Coordinate annotation lines:
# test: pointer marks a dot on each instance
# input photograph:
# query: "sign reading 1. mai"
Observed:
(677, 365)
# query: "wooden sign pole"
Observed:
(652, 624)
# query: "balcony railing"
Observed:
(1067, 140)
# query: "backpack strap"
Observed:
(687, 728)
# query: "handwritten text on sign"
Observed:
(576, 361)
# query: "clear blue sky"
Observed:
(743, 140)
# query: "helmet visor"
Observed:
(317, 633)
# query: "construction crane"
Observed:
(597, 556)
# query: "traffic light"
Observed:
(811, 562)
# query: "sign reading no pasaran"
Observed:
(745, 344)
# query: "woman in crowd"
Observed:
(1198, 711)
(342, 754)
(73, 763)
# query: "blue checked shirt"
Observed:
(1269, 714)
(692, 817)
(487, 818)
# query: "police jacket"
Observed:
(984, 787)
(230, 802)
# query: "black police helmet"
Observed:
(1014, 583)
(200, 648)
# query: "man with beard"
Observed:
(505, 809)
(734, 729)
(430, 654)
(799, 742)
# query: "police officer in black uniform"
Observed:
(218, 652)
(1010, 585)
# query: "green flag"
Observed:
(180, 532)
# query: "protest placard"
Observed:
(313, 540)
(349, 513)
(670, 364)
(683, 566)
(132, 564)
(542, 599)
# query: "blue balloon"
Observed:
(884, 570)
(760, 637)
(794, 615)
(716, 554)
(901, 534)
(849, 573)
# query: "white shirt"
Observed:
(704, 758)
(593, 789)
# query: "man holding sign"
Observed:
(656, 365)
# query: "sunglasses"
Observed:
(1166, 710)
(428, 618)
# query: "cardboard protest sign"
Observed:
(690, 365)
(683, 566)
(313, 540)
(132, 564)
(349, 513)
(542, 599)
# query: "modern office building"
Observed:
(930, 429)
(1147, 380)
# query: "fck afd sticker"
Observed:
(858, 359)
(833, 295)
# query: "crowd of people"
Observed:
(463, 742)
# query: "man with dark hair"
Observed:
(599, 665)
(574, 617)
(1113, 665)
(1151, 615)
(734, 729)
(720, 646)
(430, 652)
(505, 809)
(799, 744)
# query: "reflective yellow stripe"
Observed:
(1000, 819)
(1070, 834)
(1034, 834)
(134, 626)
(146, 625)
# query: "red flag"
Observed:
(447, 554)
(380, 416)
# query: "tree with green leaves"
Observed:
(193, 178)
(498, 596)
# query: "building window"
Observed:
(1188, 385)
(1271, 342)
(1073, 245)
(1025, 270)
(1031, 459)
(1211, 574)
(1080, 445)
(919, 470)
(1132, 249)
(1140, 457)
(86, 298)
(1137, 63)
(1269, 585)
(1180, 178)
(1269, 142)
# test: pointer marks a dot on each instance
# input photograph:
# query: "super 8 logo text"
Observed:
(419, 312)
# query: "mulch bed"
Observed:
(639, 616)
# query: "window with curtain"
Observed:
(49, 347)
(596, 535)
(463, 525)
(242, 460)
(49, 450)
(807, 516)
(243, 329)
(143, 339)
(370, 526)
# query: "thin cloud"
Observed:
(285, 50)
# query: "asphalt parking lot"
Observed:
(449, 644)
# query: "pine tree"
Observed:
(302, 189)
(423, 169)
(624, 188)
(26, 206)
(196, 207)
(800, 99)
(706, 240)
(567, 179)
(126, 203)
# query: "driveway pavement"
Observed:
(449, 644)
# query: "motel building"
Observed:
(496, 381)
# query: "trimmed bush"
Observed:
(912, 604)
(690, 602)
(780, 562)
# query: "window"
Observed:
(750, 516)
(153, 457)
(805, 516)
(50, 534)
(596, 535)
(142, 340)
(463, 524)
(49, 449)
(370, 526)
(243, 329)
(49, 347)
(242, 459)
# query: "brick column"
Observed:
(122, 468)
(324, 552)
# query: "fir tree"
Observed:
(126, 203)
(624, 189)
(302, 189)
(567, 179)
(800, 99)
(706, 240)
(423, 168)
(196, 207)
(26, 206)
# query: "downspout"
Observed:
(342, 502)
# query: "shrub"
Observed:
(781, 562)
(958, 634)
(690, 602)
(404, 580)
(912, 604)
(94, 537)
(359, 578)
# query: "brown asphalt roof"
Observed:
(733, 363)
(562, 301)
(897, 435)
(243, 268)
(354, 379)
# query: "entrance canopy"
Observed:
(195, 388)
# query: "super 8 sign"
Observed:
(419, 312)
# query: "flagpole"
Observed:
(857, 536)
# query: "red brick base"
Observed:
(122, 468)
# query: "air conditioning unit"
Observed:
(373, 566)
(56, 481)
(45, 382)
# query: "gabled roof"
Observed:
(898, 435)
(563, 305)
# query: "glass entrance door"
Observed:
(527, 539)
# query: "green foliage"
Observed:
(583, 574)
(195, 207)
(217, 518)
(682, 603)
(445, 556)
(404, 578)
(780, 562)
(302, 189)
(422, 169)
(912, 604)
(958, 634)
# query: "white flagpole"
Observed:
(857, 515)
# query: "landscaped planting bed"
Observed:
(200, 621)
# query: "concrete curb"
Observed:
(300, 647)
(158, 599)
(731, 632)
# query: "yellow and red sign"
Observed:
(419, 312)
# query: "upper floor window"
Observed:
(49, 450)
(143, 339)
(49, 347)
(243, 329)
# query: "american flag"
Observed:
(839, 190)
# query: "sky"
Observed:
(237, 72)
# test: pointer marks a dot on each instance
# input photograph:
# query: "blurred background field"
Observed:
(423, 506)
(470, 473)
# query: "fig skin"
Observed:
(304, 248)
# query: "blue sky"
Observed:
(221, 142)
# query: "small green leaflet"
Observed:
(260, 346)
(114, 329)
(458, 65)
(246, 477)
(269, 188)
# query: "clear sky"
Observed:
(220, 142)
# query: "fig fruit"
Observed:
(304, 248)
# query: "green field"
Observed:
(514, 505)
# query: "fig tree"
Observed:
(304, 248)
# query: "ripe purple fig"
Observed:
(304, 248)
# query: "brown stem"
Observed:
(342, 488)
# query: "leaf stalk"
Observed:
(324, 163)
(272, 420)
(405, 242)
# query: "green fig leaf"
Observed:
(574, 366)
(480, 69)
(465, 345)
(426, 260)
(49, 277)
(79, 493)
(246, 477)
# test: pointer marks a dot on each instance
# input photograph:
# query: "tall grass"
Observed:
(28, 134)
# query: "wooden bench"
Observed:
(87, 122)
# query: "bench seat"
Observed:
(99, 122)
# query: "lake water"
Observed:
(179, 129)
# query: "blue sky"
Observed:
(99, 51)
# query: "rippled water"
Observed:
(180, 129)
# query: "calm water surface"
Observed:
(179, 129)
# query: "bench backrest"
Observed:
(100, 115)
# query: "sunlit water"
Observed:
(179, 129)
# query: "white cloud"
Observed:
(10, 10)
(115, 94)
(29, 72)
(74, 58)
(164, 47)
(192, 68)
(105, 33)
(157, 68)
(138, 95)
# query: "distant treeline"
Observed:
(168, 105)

WHAT THE EXERCISE ASKS: Lay out the lines above as a numbered list, leaving out any blank lines.

RESULT OF THE TASK:
1. # test: pointer marks a dot on each instance
2. # input photograph:
3. # query: "sign reading 1. mai"
4. Observed:
5. (677, 365)
6. # query: "wooden sign pole"
7. Observed:
8. (652, 624)
9. # query: "balcony railing"
10. Observed:
11. (1067, 140)
12. # query: "backpack strap"
13. Observed:
14. (687, 728)
15. # query: "handwritten text on sign"
16. Observed:
17. (576, 361)
18. # query: "clear blue sky"
19. Observed:
20. (743, 140)
21. # query: "helmet visor"
22. Observed:
23. (317, 633)
24. # query: "construction crane"
25. Observed:
26. (597, 556)
27. # query: "traffic light"
28. Observed:
29. (811, 562)
30. # query: "sign reading no pasaran"
31. Observed:
32. (745, 344)
33. # query: "woman in crowd"
34. Observed:
35. (1198, 711)
36. (342, 754)
37. (73, 763)
38. # query: "blue checked shirt"
39. Observed:
40. (1269, 714)
41. (692, 817)
42. (487, 818)
43. # query: "police jacket"
44. Observed:
45. (984, 787)
46. (230, 802)
47. # query: "black police helmet"
48. Observed:
49. (1014, 583)
50. (200, 648)
51. # query: "man with beard"
52. Observed:
53. (505, 809)
54. (734, 729)
55. (430, 654)
56. (799, 742)
57. # query: "police officer in black uniform"
58. Observed:
59. (218, 652)
60. (1010, 585)
61. # query: "green flag"
62. Observed:
63. (180, 532)
64. # query: "protest placard"
65. Observed:
66. (313, 540)
67. (349, 513)
68. (670, 364)
69. (683, 566)
70. (132, 564)
71. (542, 599)
72. # query: "blue balloon"
73. Observed:
74. (884, 570)
75. (760, 637)
76. (794, 615)
77. (716, 554)
78. (901, 534)
79. (849, 573)
80. # query: "white shirt"
81. Observed:
82. (704, 758)
83. (593, 789)
84. # query: "man holding sign"
85. Observed:
86. (656, 365)
87. # query: "sunglasses"
88. Observed:
89. (1166, 710)
90. (428, 618)
91. # query: "cardboard protest sign"
92. Observed:
93. (690, 365)
94. (683, 566)
95. (313, 540)
96. (132, 564)
97. (349, 513)
98. (542, 599)
99. # query: "modern office building"
100. Observed:
101. (930, 429)
102. (1147, 380)
103. # query: "fck afd sticker"
104. Observed:
105. (858, 359)
106. (833, 295)
107. # query: "crowd of people"
108. Observed:
109. (463, 742)
110. # query: "man with dark hair"
111. Observed:
112. (599, 665)
113. (574, 617)
114. (1113, 665)
115. (1151, 615)
116. (734, 729)
117. (720, 646)
118. (430, 652)
119. (505, 809)
120. (799, 744)
121. # query: "reflective yellow stripe"
122. Observed:
123. (1000, 819)
124. (1070, 834)
125. (1034, 834)
126. (134, 626)
127. (146, 625)
128. # query: "red flag"
129. Observed:
130. (447, 554)
131. (380, 416)
132. # query: "tree with green leaves"
133. Observed:
134. (193, 178)
135. (498, 596)
136. # query: "building window"
137. Observed:
138. (1188, 385)
139. (1271, 342)
140. (1073, 245)
141. (1025, 270)
142. (1031, 459)
143. (1211, 574)
144. (1080, 445)
145. (919, 470)
146. (1132, 249)
147. (1140, 457)
148. (86, 298)
149. (1137, 63)
150. (1269, 585)
151. (1180, 178)
152. (1269, 142)
153. # test: pointer marks a dot on each instance
154. # input photograph:
155. # query: "super 8 logo text"
156. Observed:
157. (419, 312)
158. # query: "mulch bed"
159. Observed:
160. (639, 616)
161. # query: "window with curtain"
162. Observed:
163. (49, 347)
164. (596, 535)
165. (463, 525)
166. (242, 460)
167. (49, 450)
168. (807, 516)
169. (243, 329)
170. (143, 339)
171. (370, 526)
172. # query: "thin cloud"
173. Observed:
174. (285, 50)
175. # query: "asphalt parking lot"
176. Observed:
177. (449, 644)
178. # query: "pine tree"
179. Observed:
180. (302, 189)
181. (423, 169)
182. (624, 188)
183. (26, 206)
184. (196, 207)
185. (800, 99)
186. (706, 240)
187. (567, 179)
188. (126, 203)
189. # query: "driveway pavement"
190. Observed:
191. (449, 644)
192. # query: "motel building"
193. Observed:
194. (496, 381)
195. # query: "trimmed bush"
196. Observed:
197. (912, 604)
198. (690, 602)
199. (780, 562)
200. # query: "window"
201. Observed:
202. (750, 516)
203. (153, 457)
204. (805, 516)
205. (50, 534)
206. (596, 535)
207. (142, 340)
208. (463, 524)
209. (49, 449)
210. (370, 526)
211. (243, 329)
212. (49, 347)
213. (242, 459)
214. # query: "brick column"
215. Observed:
216. (122, 468)
217. (324, 552)
218. # query: "fir tree"
219. Observed:
220. (126, 203)
221. (624, 189)
222. (302, 189)
223. (567, 179)
224. (800, 99)
225. (706, 240)
226. (423, 168)
227. (196, 207)
228. (26, 206)
229. # query: "downspout"
230. Observed:
231. (342, 502)
232. # query: "shrub"
233. Observed:
234. (781, 562)
235. (958, 634)
236. (690, 602)
237. (404, 580)
238. (912, 604)
239. (94, 537)
240. (359, 578)
241. # query: "brown asphalt roof"
242. Observed:
243. (733, 363)
244. (562, 301)
245. (897, 435)
246. (243, 268)
247. (354, 379)
248. # query: "entrance canopy"
249. Observed:
250. (195, 388)
251. # query: "super 8 sign"
252. Observed:
253. (419, 312)
254. # query: "flagpole"
255. Observed:
256. (857, 536)
257. # query: "red brick base"
258. Observed:
259. (122, 468)
260. # query: "air conditioning unit"
261. Observed:
262. (373, 566)
263. (56, 481)
264. (45, 382)
265. # query: "gabled roof"
266. Observed:
267. (898, 435)
268. (563, 305)
269. # query: "glass entrance door"
270. Observed:
271. (527, 539)
272. # query: "green foliage"
273. Observed:
274. (583, 574)
275. (195, 207)
276. (217, 518)
277. (682, 603)
278. (445, 556)
279. (404, 578)
280. (780, 562)
281. (302, 189)
282. (422, 169)
283. (912, 604)
284. (958, 634)
285. # query: "white flagpole"
286. Observed:
287. (857, 515)
288. # query: "landscaped planting bed"
289. Observed:
290. (200, 621)
291. # query: "concrete curb"
292. Observed:
293. (300, 647)
294. (158, 599)
295. (731, 632)
296. # query: "yellow and red sign"
297. Observed:
298. (419, 312)
299. # query: "upper floor window"
300. Observed:
301. (49, 450)
302. (143, 339)
303. (49, 347)
304. (243, 329)
305. # query: "american flag"
306. Observed:
307. (839, 190)
308. # query: "sky"
309. Observed:
310. (237, 72)
311. # test: pointer marks a dot on each instance
312. # input photograph:
313. # query: "blurred background field"
314. Observed:
315. (423, 506)
316. (470, 473)
317. # query: "fig skin"
318. Observed:
319. (304, 248)
320. # query: "blue sky"
321. Observed:
322. (221, 142)
323. # query: "small green leaflet"
324. Observed:
325. (260, 346)
326. (114, 329)
327. (458, 65)
328. (246, 477)
329. (269, 188)
330. # query: "clear sky"
331. Observed:
332. (220, 142)
333. # query: "fig fruit"
334. Observed:
335. (304, 248)
336. # query: "green field"
337. Observed:
338. (514, 505)
339. # query: "fig tree"
340. Observed:
341. (304, 248)
342. # query: "ripe purple fig"
343. Observed:
344. (304, 248)
345. # query: "brown stem"
346. Observed:
347. (342, 488)
348. # query: "leaf stalk"
349. Observed:
350. (324, 163)
351. (272, 420)
352. (405, 242)
353. # query: "green fig leaf"
354. Observed:
355. (574, 366)
356. (480, 69)
357. (465, 345)
358. (426, 260)
359. (49, 277)
360. (79, 493)
361. (246, 477)
362. # test: pointer marks a dot on each instance
363. # input photograph:
364. # query: "tall grass"
365. Observed:
366. (28, 134)
367. # query: "wooden bench"
368. Observed:
369. (87, 122)
370. # query: "bench seat"
371. Observed:
372. (99, 122)
373. # query: "lake water"
374. Observed:
375. (179, 129)
376. # query: "blue sky"
377. Observed:
378. (99, 51)
379. # query: "rippled water"
380. Observed:
381. (180, 129)
382. # query: "calm water surface"
383. Observed:
384. (179, 129)
385. # query: "bench backrest"
386. Observed:
387. (100, 115)
388. # query: "sunlit water"
389. Observed:
390. (179, 129)
391. # query: "white cloud"
392. Observed:
393. (10, 10)
394. (115, 94)
395. (29, 72)
396. (74, 58)
397. (164, 47)
398. (192, 68)
399. (105, 33)
400. (157, 68)
401. (138, 95)
402. # query: "distant treeline"
403. Observed:
404. (168, 105)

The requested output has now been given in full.